### What this task involves
The answer must consist of every line in the records below that contains the string "then".

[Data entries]
....

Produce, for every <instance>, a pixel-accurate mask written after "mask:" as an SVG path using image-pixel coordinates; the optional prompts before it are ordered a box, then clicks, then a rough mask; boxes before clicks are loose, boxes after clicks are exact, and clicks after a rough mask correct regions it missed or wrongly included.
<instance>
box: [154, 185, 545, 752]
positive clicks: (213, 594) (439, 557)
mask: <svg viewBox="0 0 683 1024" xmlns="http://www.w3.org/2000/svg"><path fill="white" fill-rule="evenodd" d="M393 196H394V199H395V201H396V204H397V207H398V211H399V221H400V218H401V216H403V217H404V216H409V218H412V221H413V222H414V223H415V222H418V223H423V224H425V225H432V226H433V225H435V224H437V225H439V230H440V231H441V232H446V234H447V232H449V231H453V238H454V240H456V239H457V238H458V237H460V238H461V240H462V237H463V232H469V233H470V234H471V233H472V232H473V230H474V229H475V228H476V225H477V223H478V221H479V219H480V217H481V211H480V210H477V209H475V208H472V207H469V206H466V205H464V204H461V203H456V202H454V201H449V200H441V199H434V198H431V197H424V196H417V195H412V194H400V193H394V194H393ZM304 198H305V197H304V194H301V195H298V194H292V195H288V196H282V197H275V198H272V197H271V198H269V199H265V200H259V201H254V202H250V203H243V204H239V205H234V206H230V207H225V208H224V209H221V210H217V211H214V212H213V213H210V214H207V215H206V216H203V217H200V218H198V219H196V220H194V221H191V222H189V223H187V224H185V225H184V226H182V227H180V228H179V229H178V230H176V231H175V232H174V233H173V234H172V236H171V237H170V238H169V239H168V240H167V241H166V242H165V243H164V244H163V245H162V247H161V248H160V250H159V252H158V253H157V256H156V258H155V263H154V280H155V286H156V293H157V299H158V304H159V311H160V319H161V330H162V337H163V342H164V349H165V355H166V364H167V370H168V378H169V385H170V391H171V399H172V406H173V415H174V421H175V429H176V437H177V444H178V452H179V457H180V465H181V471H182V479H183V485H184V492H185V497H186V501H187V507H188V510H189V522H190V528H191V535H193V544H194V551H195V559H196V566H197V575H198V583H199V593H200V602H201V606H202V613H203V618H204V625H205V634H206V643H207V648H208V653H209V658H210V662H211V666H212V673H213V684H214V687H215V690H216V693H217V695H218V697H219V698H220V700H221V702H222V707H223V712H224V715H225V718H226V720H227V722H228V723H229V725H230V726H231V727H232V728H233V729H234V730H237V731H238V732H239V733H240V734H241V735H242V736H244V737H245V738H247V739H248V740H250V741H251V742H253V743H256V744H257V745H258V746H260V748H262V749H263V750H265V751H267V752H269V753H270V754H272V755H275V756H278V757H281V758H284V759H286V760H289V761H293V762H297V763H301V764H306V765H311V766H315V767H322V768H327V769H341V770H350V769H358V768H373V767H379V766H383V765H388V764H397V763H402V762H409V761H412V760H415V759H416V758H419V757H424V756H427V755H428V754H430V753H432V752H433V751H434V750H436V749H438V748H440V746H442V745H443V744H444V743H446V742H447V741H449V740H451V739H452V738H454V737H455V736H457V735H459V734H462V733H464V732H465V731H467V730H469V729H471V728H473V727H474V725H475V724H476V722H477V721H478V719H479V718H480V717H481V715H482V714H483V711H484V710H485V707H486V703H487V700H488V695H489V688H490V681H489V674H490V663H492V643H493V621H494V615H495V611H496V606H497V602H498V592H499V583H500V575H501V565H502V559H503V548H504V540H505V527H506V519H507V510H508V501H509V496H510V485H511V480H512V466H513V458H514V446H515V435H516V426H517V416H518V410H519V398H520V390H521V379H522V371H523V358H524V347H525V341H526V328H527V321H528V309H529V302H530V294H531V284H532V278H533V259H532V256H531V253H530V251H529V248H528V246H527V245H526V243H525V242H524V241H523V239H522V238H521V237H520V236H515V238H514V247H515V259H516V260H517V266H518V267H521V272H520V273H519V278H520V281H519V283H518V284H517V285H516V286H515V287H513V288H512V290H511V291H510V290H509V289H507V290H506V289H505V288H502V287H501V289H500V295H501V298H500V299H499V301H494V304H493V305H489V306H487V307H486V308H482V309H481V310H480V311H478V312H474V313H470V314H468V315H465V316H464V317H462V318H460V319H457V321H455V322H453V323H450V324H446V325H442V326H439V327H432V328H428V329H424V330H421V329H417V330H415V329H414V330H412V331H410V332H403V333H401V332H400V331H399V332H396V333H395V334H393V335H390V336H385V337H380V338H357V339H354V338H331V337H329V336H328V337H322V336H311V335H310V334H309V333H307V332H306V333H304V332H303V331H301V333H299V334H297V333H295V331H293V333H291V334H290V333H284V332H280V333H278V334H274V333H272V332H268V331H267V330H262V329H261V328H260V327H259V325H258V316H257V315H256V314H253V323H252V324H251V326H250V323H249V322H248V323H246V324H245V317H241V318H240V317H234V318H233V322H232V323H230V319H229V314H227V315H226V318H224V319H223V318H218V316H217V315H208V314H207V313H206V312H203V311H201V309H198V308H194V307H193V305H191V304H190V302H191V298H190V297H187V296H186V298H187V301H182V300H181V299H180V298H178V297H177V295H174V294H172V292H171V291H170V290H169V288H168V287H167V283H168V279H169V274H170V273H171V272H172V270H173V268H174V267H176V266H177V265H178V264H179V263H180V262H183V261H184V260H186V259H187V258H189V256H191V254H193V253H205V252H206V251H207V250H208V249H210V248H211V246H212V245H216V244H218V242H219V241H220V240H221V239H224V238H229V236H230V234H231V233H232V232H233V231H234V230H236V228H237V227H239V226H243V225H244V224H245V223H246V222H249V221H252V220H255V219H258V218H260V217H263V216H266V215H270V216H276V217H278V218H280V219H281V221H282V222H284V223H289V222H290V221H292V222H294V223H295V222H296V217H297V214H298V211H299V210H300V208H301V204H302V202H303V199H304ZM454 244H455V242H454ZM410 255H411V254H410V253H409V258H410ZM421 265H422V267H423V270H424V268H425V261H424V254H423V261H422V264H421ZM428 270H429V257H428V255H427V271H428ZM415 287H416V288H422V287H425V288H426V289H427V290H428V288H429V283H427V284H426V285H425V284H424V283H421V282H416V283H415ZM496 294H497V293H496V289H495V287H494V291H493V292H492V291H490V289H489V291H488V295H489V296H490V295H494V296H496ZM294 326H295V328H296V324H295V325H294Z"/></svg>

....

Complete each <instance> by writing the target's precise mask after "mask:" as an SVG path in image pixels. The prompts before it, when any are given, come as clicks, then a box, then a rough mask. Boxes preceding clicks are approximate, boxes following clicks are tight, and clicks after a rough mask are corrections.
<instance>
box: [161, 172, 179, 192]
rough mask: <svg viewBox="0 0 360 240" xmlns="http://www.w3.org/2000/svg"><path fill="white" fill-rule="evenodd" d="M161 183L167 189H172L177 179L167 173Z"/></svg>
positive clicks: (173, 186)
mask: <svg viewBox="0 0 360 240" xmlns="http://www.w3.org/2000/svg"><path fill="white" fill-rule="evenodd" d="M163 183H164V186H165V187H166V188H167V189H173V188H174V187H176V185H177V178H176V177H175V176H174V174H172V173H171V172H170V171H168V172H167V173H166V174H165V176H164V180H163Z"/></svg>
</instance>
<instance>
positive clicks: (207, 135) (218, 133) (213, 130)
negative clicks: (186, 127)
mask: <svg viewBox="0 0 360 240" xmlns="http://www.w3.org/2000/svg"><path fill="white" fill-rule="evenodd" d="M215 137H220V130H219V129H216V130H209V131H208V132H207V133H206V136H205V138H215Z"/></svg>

....

### Your solution
Produce, for every <instance>, a pixel-accurate mask written after "mask:" as an SVG path using image-pixel coordinates; the optional prompts before it are ordered a box, then clicks, then a rough mask; boxes before clicks are loose, boxes after clicks are exact, and clicks after a rough mask correct regions it missed or wrongly included.
Complete each <instance> by writing the target's precise mask after "mask:" as an SVG path in image pixels. The prompts before it, when any are given, come as clicks, then a box, then a rough mask. Boxes preceding clicks are approximate, boxes following clicks are tight, and clicks after a rough mask are corrections.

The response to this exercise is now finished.